Task details: Which lines in the items below contain the word "strap"? Show every such line in full.

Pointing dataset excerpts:
==============================
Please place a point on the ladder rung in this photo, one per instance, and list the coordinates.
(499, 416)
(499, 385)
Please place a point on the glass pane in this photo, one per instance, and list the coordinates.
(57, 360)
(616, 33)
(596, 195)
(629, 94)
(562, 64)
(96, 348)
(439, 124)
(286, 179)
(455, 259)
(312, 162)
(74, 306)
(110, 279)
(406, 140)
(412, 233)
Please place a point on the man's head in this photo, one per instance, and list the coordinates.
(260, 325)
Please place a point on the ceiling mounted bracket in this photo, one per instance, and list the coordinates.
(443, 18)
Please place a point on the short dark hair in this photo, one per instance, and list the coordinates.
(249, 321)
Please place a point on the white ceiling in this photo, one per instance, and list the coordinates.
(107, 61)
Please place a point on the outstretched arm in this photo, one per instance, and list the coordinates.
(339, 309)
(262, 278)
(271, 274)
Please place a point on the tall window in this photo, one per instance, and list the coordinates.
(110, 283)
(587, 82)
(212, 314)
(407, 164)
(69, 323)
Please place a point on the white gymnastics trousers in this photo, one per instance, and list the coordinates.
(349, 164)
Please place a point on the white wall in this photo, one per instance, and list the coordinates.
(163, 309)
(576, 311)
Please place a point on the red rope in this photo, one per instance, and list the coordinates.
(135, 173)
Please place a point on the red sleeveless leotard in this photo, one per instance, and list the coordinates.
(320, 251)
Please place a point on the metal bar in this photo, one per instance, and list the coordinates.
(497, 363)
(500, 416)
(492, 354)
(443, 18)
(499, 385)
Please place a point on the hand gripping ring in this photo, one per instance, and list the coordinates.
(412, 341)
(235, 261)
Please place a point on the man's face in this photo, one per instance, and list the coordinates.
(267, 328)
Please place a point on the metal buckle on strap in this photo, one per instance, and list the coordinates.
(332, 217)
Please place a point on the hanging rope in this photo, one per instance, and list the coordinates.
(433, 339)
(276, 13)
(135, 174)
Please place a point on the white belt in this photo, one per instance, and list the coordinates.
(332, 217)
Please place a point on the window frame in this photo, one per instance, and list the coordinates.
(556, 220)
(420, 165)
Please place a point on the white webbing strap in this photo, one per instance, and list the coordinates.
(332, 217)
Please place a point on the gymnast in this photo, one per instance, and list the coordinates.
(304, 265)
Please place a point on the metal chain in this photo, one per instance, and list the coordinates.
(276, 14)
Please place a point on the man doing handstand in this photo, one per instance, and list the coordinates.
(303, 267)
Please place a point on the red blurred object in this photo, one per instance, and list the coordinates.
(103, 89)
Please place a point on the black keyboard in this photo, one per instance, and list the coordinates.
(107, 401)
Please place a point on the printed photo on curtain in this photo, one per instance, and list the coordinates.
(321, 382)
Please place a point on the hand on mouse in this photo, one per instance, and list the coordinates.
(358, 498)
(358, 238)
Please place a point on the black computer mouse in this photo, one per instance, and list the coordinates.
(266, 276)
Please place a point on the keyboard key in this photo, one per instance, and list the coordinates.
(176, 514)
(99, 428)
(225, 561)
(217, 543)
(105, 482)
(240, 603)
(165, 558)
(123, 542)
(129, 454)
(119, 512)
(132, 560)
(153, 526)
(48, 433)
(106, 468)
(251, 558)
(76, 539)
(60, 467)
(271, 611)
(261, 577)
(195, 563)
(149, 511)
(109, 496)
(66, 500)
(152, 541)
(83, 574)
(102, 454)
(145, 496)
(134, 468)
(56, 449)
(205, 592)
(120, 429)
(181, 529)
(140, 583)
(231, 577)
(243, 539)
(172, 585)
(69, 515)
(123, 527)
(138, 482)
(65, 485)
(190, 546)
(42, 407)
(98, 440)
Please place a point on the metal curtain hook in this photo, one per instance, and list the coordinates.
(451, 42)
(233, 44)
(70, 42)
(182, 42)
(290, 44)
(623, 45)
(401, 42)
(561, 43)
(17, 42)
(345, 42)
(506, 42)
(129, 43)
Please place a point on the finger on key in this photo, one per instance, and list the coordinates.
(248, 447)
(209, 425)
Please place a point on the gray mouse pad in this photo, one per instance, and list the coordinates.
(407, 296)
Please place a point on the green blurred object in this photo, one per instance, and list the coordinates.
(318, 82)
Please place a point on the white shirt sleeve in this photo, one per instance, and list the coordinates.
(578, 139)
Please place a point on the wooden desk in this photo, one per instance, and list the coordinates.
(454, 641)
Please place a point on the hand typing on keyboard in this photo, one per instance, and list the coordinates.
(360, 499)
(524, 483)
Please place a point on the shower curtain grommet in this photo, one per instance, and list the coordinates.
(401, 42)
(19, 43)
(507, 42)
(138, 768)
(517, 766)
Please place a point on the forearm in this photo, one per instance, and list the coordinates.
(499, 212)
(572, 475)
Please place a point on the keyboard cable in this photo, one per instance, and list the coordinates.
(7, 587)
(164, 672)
==============================
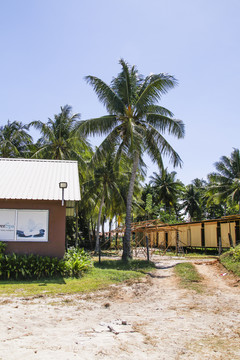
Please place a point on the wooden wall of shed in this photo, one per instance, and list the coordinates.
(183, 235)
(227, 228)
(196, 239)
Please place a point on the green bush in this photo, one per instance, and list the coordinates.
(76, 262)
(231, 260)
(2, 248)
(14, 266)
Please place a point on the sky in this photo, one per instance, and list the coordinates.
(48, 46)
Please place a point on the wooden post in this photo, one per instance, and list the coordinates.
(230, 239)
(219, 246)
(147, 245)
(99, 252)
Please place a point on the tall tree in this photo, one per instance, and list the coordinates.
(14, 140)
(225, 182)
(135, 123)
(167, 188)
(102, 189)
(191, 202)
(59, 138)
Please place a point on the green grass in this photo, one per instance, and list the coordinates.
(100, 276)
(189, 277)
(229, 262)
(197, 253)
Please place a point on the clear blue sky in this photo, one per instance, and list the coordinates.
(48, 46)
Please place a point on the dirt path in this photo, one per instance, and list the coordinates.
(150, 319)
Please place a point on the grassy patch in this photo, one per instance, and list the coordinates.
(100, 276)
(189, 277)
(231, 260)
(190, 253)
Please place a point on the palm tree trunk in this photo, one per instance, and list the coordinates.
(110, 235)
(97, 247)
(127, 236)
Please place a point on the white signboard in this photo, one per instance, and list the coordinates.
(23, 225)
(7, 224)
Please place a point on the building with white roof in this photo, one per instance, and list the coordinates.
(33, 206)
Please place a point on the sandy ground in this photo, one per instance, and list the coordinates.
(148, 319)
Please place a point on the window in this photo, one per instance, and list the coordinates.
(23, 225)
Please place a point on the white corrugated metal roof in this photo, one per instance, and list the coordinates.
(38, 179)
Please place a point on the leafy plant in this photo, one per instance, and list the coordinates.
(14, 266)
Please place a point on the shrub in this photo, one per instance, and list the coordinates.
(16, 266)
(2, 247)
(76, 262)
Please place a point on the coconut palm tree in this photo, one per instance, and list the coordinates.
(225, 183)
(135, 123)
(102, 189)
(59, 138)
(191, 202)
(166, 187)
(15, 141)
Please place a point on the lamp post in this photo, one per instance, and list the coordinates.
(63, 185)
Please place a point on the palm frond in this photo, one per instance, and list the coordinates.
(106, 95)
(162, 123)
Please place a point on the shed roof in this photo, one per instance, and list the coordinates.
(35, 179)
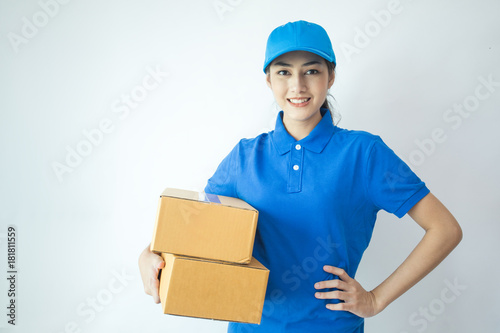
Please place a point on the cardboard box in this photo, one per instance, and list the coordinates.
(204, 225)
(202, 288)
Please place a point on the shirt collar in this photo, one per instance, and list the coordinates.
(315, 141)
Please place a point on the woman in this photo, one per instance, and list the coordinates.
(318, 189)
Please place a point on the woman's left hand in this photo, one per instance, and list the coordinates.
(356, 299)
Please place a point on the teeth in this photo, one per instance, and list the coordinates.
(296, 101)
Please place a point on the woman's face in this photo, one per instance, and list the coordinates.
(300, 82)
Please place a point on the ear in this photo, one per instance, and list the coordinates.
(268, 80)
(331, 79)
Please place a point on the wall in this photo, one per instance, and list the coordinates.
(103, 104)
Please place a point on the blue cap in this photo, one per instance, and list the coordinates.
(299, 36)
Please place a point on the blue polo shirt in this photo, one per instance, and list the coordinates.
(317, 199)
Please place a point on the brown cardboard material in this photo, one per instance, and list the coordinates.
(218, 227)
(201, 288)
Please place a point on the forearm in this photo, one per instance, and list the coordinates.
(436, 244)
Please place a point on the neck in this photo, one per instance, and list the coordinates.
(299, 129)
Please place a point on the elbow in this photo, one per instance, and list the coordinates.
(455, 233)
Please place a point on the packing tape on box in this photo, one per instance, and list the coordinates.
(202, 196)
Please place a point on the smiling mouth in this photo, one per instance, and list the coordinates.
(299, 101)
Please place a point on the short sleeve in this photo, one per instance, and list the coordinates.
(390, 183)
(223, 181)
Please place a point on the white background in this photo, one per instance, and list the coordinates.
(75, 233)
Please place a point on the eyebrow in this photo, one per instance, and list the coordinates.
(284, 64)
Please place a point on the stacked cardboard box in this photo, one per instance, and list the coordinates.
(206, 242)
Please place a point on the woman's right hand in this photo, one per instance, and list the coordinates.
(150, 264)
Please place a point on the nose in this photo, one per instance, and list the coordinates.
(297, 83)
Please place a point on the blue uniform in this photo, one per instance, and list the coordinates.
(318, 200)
==============================
Full output:
Please place a point on the metal buckle on strap in this photo, one per instance, and list the coordinates.
Please place a point on the white webbing strap in this photo, one per instance, and list the coordinates.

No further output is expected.